Prosigue el texto sobre Evita a partir de su última oración.

— Sección del documento —
········

| Por Federico Di Pasquale*
| Ilustra: Lita.Ce
En el contexto de disolución actual es fundamental recuperar a Evita, como forma de resistencia identitaria frente a la marginalidad y la opresión. Ante el neoliberalismo, la práctica activa.
La idea de escribir este texto sobre la figura de Evita como símbolo mítico no es casual en este momento: 2024 -reedición reload del 2001-, en medio de un clima de disolución institucional, grotesco, violencia política, soberbia vendepatria, agresiones al Congreso Nacional y al pueblo trabajador, avance de la derecha en búsqueda del enriquecimiento ilícito de una minoría, represión policial. Frente a semejante atropello, sólo tenemos una historia en común de lucha que nos define y que constituye nuestra identidad. Ese recorrido es el fundamento de las instituciones y no al revés; mirarnos a través de dicha historia forma parte de un pacto que tenemos como pueblo y que se define por la manera que tenemos de sentir lo nacional.

········

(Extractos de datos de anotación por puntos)
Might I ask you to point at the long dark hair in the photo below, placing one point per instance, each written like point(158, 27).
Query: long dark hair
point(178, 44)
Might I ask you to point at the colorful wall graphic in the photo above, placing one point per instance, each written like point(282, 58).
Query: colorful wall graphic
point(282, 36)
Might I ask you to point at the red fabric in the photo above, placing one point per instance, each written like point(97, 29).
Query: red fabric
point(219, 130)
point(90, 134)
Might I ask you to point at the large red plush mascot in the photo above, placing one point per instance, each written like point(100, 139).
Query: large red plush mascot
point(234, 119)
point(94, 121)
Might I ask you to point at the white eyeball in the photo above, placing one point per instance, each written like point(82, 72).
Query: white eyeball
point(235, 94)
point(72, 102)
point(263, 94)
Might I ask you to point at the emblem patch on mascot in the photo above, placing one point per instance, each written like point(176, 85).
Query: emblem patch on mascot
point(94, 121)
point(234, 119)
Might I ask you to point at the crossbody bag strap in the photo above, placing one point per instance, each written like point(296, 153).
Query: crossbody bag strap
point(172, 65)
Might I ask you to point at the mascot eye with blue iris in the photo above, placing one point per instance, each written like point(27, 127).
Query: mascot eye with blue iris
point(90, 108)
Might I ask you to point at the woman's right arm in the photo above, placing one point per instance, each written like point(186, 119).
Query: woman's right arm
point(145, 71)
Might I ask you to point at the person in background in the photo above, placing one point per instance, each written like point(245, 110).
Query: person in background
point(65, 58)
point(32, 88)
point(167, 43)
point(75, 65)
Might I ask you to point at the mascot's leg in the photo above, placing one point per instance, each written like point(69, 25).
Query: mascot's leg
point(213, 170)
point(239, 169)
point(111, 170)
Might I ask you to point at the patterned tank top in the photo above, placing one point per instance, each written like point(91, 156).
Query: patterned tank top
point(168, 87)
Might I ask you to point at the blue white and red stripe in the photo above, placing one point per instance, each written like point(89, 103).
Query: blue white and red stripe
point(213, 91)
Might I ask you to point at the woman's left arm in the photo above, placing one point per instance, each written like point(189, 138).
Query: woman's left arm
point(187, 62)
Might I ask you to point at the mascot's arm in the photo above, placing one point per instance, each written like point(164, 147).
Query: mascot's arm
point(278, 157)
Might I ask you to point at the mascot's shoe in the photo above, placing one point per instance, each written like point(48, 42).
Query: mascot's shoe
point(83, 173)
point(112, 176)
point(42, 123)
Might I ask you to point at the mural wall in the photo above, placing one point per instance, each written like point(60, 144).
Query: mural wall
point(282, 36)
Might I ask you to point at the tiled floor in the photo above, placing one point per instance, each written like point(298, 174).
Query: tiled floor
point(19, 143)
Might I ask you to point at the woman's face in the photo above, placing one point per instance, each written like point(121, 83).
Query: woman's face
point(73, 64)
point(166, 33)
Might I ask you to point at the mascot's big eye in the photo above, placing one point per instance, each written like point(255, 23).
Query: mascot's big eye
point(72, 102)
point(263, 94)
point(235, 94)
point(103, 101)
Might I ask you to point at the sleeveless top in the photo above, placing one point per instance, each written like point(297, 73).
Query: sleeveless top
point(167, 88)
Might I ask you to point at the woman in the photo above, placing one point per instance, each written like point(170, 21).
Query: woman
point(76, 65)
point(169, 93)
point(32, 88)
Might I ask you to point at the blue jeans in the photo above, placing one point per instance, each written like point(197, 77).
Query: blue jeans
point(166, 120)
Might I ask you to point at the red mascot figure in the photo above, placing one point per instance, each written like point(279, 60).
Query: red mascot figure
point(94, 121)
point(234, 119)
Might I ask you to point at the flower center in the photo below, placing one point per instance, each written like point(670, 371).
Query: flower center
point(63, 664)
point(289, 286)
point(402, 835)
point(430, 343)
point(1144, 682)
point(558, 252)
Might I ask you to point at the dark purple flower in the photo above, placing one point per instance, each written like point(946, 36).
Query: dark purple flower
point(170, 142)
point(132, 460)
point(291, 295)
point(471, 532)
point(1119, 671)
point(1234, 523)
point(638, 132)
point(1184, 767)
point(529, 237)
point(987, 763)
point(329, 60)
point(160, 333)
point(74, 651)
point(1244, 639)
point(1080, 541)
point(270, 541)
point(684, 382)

········

— Respuesta a la tarea —
Esa forma nacional emergió con la resistencia a las invasiones inglesas en 1806-1807; con la liberación de España en 1810; con la asunción de Irigoyen en 1916; con el 17 de octubre de 1945 exigiendo la libertad de Perón; en la resistencia que surgió frente a la proscripción tras el golpe de 1955 cuando bombardearon la Plaza de Mayo; durante la resistencia frente a la última dictadura cívico-militar; el 19 y 20 de diciembre de 2001 cuando echamos a De la Rúa; cuando nos opusimos al gobierno de Macri entre 2015-2019 y, en el futuro más o menos inmediato, quizás diremos cuando se fueron Milei y su gobierno.
En La razón de mi vida, Eva Perón confiesa su única ambición: que su nombre figure en la historia de la patria y (¡vaya que lo logró!) ser una intermediaria entre el líder y el pueblo. El paso del tiempo no menguó su influjo sino que su figura de mujer política, rebelde a su tiempo, se redefine sin perder vigencia e independizándose incluso de su ineludible referencia a Perón.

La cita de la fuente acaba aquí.